>> BEGIN Records shown

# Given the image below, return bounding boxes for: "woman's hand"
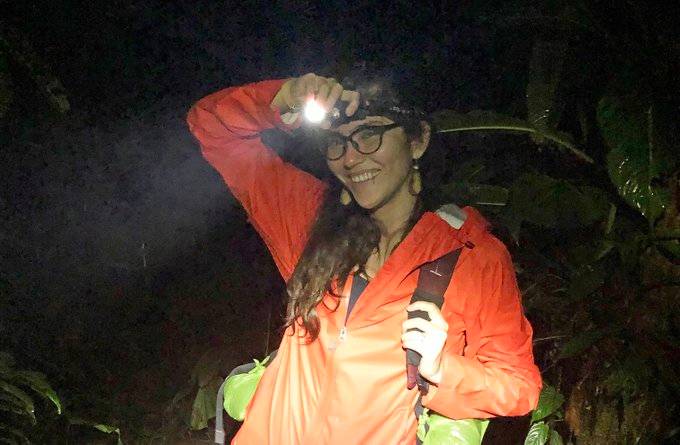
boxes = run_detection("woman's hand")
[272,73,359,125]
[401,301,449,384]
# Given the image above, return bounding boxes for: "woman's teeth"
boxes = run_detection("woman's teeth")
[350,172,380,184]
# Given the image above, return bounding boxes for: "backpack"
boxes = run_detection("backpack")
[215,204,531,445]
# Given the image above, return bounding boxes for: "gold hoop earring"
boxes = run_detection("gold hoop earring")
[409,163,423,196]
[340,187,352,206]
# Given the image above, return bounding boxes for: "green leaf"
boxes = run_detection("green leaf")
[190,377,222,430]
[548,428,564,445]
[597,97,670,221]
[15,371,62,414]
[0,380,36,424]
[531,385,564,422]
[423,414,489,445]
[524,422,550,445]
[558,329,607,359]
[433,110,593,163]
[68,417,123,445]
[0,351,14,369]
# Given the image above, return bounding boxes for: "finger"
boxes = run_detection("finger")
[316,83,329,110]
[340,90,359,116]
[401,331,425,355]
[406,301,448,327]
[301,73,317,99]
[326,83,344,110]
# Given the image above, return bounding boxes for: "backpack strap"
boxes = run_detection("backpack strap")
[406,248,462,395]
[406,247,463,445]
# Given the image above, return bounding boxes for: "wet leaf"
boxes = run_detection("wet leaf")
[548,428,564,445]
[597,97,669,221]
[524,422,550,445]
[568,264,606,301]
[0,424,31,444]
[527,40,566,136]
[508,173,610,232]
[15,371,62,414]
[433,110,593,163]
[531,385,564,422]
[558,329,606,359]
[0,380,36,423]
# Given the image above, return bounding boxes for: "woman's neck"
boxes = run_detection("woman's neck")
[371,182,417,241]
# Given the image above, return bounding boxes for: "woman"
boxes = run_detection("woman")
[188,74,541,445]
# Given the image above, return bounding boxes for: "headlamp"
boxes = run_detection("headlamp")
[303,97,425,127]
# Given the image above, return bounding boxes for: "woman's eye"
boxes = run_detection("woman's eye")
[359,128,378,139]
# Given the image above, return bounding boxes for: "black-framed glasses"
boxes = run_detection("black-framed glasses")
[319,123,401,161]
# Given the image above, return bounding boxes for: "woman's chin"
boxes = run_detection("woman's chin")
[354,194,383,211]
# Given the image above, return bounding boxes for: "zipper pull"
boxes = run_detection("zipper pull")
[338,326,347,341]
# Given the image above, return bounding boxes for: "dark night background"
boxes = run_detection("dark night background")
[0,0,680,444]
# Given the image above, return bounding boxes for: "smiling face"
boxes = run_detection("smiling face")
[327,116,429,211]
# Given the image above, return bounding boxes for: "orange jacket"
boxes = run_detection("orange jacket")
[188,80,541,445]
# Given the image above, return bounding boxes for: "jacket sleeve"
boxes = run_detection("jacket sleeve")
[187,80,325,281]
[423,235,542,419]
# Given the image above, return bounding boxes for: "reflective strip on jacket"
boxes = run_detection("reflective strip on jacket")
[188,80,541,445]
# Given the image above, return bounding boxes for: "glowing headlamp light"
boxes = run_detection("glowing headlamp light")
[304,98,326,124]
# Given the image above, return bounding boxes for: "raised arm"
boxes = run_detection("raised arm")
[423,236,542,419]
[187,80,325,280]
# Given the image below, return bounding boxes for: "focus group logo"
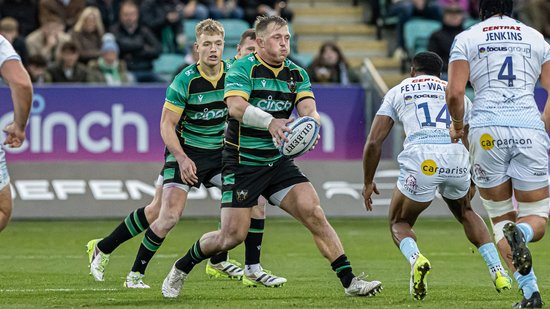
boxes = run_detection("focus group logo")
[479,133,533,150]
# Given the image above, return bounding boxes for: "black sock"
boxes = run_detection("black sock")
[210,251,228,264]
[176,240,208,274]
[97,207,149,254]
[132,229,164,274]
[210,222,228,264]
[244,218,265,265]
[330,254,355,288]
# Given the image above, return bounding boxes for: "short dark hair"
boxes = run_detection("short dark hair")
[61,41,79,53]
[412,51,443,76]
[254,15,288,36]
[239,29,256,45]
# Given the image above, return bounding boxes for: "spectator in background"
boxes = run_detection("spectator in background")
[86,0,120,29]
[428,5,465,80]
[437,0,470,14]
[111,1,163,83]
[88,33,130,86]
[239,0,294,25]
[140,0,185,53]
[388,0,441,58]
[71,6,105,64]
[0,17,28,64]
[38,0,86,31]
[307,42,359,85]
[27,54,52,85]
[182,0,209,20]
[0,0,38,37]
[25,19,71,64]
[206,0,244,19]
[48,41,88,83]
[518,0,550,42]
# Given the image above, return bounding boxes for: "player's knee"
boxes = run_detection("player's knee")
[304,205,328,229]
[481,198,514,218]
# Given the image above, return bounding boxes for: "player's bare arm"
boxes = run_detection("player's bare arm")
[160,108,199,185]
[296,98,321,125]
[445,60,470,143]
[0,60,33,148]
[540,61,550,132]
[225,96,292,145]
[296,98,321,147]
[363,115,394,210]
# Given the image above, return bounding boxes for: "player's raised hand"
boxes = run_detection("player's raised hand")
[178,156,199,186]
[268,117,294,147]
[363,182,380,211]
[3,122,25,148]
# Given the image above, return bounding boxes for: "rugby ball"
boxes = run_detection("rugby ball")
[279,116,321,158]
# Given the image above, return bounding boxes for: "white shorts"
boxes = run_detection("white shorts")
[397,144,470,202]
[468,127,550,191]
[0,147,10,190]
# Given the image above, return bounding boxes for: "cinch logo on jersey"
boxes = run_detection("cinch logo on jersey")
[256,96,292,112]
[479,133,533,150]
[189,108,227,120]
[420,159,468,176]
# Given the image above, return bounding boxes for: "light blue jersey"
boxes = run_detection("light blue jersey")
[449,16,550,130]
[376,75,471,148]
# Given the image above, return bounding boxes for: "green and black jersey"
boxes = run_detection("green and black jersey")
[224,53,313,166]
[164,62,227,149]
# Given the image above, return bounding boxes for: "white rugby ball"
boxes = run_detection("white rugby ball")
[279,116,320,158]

>> END Records shown
>> BEGIN Records shown

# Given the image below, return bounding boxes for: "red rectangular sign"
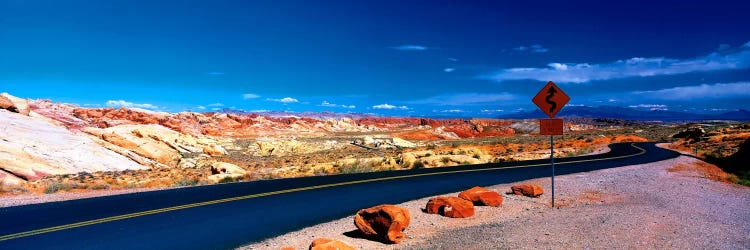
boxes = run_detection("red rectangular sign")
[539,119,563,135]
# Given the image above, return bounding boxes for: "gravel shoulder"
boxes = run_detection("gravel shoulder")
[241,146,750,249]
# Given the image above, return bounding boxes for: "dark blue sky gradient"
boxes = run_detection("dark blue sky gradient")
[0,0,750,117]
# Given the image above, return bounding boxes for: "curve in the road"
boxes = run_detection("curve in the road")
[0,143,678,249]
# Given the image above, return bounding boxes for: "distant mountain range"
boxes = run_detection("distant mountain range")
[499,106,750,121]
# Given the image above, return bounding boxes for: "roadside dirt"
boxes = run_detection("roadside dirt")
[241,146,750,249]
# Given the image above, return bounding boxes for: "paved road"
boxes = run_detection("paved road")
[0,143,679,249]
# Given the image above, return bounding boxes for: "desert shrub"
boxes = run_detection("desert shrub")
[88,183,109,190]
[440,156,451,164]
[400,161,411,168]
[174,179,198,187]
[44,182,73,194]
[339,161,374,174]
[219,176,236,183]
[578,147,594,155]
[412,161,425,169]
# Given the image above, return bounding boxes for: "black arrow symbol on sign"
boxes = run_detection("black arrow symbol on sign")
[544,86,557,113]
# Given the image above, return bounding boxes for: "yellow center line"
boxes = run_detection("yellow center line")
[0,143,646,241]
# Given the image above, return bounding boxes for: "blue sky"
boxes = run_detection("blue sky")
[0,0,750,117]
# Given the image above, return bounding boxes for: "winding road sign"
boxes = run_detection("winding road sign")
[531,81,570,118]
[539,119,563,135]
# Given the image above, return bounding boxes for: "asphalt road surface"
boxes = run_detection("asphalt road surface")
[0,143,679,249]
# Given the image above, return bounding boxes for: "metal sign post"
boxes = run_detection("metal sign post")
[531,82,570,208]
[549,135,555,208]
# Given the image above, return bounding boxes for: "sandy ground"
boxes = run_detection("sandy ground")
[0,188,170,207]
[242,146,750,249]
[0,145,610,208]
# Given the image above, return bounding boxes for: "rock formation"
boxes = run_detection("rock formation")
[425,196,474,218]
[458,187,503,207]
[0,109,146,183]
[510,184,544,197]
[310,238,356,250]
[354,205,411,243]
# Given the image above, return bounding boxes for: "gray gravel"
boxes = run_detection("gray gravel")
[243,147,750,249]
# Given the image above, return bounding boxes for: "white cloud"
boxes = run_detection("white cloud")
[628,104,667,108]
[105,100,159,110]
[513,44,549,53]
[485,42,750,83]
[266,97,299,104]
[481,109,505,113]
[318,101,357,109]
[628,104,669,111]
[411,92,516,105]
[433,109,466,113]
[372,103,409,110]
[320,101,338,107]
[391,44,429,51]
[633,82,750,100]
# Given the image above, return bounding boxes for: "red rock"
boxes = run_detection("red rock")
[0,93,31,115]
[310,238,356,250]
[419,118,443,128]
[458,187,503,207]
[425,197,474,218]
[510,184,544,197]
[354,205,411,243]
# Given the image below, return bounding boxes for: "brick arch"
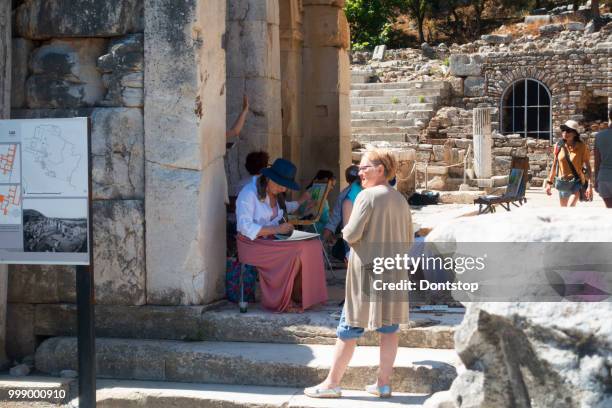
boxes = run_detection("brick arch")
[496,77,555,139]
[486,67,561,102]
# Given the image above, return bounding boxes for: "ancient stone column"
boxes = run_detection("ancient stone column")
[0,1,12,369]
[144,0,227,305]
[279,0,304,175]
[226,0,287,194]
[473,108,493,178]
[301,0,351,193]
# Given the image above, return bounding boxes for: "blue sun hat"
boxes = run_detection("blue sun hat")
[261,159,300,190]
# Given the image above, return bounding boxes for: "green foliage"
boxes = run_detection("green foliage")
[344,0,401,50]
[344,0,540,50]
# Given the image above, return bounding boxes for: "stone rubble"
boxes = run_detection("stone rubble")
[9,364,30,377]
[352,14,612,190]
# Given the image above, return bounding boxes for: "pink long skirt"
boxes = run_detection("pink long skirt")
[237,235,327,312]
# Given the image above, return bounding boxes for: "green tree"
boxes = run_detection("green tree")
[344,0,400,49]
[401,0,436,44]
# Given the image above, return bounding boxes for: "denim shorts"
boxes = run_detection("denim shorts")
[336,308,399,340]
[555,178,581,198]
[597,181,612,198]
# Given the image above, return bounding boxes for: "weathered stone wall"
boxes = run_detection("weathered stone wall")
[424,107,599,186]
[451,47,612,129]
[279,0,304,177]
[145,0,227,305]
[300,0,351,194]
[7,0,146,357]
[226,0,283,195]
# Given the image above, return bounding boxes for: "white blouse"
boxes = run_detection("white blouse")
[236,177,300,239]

>> END Records shown

(Given instruction): How many of the lines above contain the string "sock"? Reply with the number only.

(Finished task): 2